- DIRECTIVE -
Rewrite all of the data below with every occurrence of "single pin" replaced by "single point", leaving everything else unchanged.

----------

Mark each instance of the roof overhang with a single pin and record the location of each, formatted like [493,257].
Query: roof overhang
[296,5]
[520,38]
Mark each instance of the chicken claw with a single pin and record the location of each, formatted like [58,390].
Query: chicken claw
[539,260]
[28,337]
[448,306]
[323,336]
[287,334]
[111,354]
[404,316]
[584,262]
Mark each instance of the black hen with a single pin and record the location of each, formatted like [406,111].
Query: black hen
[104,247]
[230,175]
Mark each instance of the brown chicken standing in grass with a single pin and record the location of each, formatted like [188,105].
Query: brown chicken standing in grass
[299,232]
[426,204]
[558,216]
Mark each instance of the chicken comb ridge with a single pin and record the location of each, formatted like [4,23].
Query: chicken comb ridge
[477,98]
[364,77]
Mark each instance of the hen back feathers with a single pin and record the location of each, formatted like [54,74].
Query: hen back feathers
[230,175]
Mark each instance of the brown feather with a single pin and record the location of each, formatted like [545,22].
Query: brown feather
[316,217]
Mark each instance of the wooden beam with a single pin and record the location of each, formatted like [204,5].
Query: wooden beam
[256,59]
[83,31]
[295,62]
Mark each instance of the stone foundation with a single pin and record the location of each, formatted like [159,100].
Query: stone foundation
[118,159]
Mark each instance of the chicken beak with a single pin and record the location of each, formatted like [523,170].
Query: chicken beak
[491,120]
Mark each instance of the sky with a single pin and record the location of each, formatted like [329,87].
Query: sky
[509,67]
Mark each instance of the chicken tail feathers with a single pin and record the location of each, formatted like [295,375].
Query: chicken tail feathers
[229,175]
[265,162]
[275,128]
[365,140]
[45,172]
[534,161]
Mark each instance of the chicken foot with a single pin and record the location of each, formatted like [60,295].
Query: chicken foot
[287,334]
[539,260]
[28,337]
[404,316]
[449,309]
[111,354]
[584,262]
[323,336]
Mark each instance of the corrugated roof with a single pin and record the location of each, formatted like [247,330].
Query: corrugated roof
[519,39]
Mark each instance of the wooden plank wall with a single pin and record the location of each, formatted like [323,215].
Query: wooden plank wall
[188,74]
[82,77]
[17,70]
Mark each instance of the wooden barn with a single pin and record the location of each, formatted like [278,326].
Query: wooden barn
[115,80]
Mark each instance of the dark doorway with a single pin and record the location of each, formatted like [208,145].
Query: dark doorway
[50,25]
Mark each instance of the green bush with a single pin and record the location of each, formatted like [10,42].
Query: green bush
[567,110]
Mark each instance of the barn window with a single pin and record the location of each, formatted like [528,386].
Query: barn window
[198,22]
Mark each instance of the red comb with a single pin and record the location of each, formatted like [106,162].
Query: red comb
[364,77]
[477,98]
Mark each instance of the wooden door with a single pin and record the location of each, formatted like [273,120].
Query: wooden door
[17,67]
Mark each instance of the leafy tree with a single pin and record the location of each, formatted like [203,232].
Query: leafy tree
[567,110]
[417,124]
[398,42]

----------

- RESULT OF THE TASK -
Mark each instance of the roof overhang with a single point and record the location of each, formatted like [493,257].
Query: roof overhang
[296,5]
[520,38]
Mark each instance of the chicken claw with a single point and record the location of each, formatted like [58,390].
Query: chicken claw
[539,260]
[28,337]
[448,306]
[323,336]
[287,334]
[111,354]
[404,316]
[584,262]
Mark each instance of the black hen with a single point and record the location of each, formatted like [406,111].
Query: black hen
[104,247]
[230,175]
Mark each instance of the brown chicken standing in grass with a single point and record the location of each, formatted like [188,105].
Query: brown chicken standing in grass
[299,232]
[426,204]
[558,216]
Mark each instance of the chicken comb ridge with a single point and record the location of each, formatted like [4,23].
Query: chicken comb ridge
[477,98]
[364,77]
Mark each instance of the hen back feathers with a single point and record the location of each, formatted like [54,74].
Query: hen back feathers
[230,175]
Mark each instance of the brown feather with a single point and record the location of each, formatted like [545,22].
Query: brown feather
[316,217]
Mark each instance of the wooden beam with a single point and record the location of each, formatted like [204,5].
Query: wooden beam
[256,59]
[83,31]
[295,62]
Mark each instance of the stone foundation with a single point and record the location of each, formatted like [159,100].
Query: stone foundation
[118,159]
Mark each instance of the chicken beak with a single point and record the location of each, formatted like [523,170].
Query: chicken beak
[491,120]
Mark each instance of the sky with a single point and record the location of each, formatted like [329,87].
Query: sky
[509,67]
Mark each instance of the chicken tail feathers with a single point and record the location of each, formatted like [295,375].
Query: chicken tail feathers
[229,175]
[265,162]
[275,128]
[365,140]
[45,172]
[534,161]
Mark each instance of the chicken foot with a single point and record the location of each, formatted like [60,295].
Query: chicken foot
[287,334]
[539,260]
[28,337]
[404,316]
[449,309]
[111,354]
[584,262]
[323,336]
Mark each instance of the corrugated roof with a single point and record the location of each, formatted like [247,330].
Query: corrugated roof
[519,39]
Mark each instance of the wooden plank wall with a single point and record the location of each, formatted like [323,215].
Query: wooden plank wall
[188,74]
[82,77]
[17,70]
Mark each instance of the wooden barn with a single point and record the location of each, formatted like [278,326].
Query: wooden barn
[115,80]
Mark each instance of the dark doorway with a single point and record the location of each, formatted like [208,145].
Query: dark doorway
[50,25]
Mark each instance of the green bush with a single point and record the location of each, formatted like [10,42].
Query: green bush
[567,110]
Mark each instance of the barn window with a single point and record the location of each, formatted like [528,386].
Query: barn window
[198,22]
Mark each instance of the red comb with a single point and record the location of each, formatted like [106,162].
Query: red comb
[364,77]
[477,98]
Mark each instance of the wooden door with a single point and record the location of each, formatted like [273,120].
Query: wooden door
[17,67]
Mark each instance of the leafy tree with a single point and record the location of each, formatted like [203,232].
Query: leafy tree
[567,110]
[417,124]
[398,42]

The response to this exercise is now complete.